start Page text

Thursday, January 10, 2008

Supreme Court Weighs Voter ID Requirements

by Nina Totenberg - NPR - January 9, 2008
Morning Edition, January 9, 2008 · Politics is front and center at the Supreme Court on Wednesday, as the justices examine the constitutionality of laws requiring voters to show a government-issued photo ID in order to cast a ballot. Although 24 states have enacted such laws in recent years, Democrats contend that they suppress voter turnout.

Since the fateful 2000 election, Republicans in many states have pushed for voter ID laws to stave off what they see as a major problem: voter fraud through voter impersonation at the polls. But studies have shown the problem does not exist.

Tova Wang, a Democracy Fellow at The Century Foundation, co-authored research and filed a federally mandated report on the question.

"We found that although there is fraud in the system, it doesn't take place at the polling place," Wang says.

Royal Masset, a consultant who by his own estimate has been involved in some 5,000 Republican campaigns in Texas, agrees.

"My experience is that in-person voter fraud is nonexistent," he says. "It doesn't happen, and if you really analyze it, it makes no sense because who's going to take the risk of going to jail on something so blatant that maybe changes one vote?"

Voter fraud does exist, say the experts, but in more systematic ways, through ballot box stuffing, voter machine manipulation, registration list manipulation and absentee balloting.

Documents Required to Vote

Still, 24 states have passed some sort of voter ID law. Indiana's is the strictest: It requires anyone voting in person to present a current government photo ID.

If you don't have one, you can vote provisionally at the polls, but you must present the required ID at an appropriate government office within 10 days or your vote will not be counted. People who don't have IDs can get them free from the state, but they must have appropriate documents, such as a certified birth certificate, and other secondary proof.

The Democratic Party and the American Civil Liberties Union went to court seeking to block the law, noting that there is not a single recorded case of voter-impersonation fraud in Indiana's history. A federal appeals court acknowledged that the law poses a heavier burden on groups that tend to vote Democratic — minorities, the poor and the elderly. But, the court said, the burden is slight.

end Page text
start Recorded data

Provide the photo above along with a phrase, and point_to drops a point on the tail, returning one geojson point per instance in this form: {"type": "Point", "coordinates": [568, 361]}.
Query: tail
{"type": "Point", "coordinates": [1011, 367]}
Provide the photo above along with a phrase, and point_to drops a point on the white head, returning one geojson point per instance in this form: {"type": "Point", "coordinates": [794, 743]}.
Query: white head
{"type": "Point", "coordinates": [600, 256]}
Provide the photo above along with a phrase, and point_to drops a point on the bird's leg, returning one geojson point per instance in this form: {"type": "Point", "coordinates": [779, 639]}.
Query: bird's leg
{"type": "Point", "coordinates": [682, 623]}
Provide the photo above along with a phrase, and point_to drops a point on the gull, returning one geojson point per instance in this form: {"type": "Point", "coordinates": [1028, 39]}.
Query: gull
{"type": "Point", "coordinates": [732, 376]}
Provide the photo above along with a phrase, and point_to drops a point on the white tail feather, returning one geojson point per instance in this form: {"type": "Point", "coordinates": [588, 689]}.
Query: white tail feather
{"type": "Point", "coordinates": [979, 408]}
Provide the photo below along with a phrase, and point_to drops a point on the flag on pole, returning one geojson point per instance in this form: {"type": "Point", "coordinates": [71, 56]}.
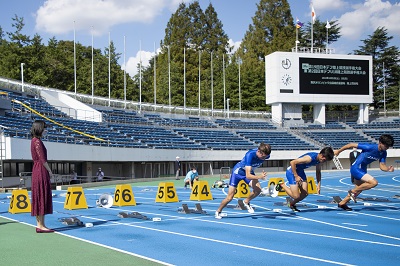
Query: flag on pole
{"type": "Point", "coordinates": [328, 26]}
{"type": "Point", "coordinates": [313, 15]}
{"type": "Point", "coordinates": [298, 24]}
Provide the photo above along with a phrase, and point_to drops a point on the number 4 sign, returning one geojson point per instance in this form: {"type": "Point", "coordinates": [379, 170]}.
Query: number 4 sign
{"type": "Point", "coordinates": [201, 191]}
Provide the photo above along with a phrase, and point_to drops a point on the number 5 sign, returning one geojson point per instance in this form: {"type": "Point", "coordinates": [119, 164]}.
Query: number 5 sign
{"type": "Point", "coordinates": [166, 192]}
{"type": "Point", "coordinates": [123, 196]}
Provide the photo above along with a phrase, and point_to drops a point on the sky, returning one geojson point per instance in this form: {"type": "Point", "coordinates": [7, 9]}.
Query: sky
{"type": "Point", "coordinates": [137, 26]}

end Recorded data

*What to work on:*
a – Print the entries word for word, beginning with the line that contains "the white tail" and running through the last line of the entries, with both ends included. Omit the pictures from your output.
b – Carry on the voter ID article from its last sentence.
The voter ID article and the entries are unrelated material.

*Answers to each task:*
a –
Provide the photo above along with a phrase, and point_to drops a point on the white tail feather, returning one geojson point per instance in this form: {"type": "Point", "coordinates": [588, 689]}.
Query: white tail feather
{"type": "Point", "coordinates": [979, 408]}
Provide the photo below along with a phrase, and point_to drops a point on the flag on pole, returning one geojson point per instance in this form: {"type": "Point", "coordinates": [71, 56]}.
Query: flag on pole
{"type": "Point", "coordinates": [328, 26]}
{"type": "Point", "coordinates": [313, 15]}
{"type": "Point", "coordinates": [298, 24]}
Provide the photo above along with a phrase, and point_to drops a point on the number 4 sign, returning one geojson point per instance in this form: {"type": "Point", "coordinates": [379, 170]}.
Query: number 4 sign
{"type": "Point", "coordinates": [201, 191]}
Provide the photo above along with a phrase, and point_to drops a point on the number 5 sign, returning one geojson point per instance in this form: {"type": "Point", "coordinates": [119, 164]}.
Query: number 5 sign
{"type": "Point", "coordinates": [166, 192]}
{"type": "Point", "coordinates": [123, 196]}
Provide the photo above along with a phrase, and point_to drops a point on the sky, returning one geojson point per instance in this form: {"type": "Point", "coordinates": [7, 9]}.
Query: sky
{"type": "Point", "coordinates": [137, 26]}

b –
'A Preventative Approach'

In the Supreme Court on Wednesday, Indiana will argue that the law is necessary to promote public confidence in the system.

"There is concern about fraud in the future, so it's a preventative approach that hopefully can maintain the integrity of the voting process," Indiana Attorney General Steven Carter says.

Countering that argument will be lawyer Paul Smith.

"Under the Supreme Court's doctrine, the fundamental right to vote is protected from laws which look like legitimate regulations but don't actually serve any purpose while imposing significant burdens," Smith says.

The devil, Smith contends, is in the details of Indiana's law. He cites, for example, the case of a woman who made three trips to the motor vehicle bureau in a vain attempt to get a free voter ID card. Her problem, even after she obtained her birth certificate, was that it was not in her married name. While the state does provide free voter ID cards, Smith observes, voters incur considerable costs in time and money to secure the documents the state requires as a condition for getting the cards.

'I Should Be Able to Have a Voice'

The League of Women Voters has filed a brief with concrete examples. One of those examples is the case of Kim Tillman of Indianapolis, a stay-at-home wife of a janitor and mother of seven children ages 1 to 11. In order to get the free voter ID card, she had to get her birth certificate from out of state, a process that she said would have cost as much as $50. And that was money she needed for household bills. Not being able to vote, she says, made her feel like she wasn't a citizen.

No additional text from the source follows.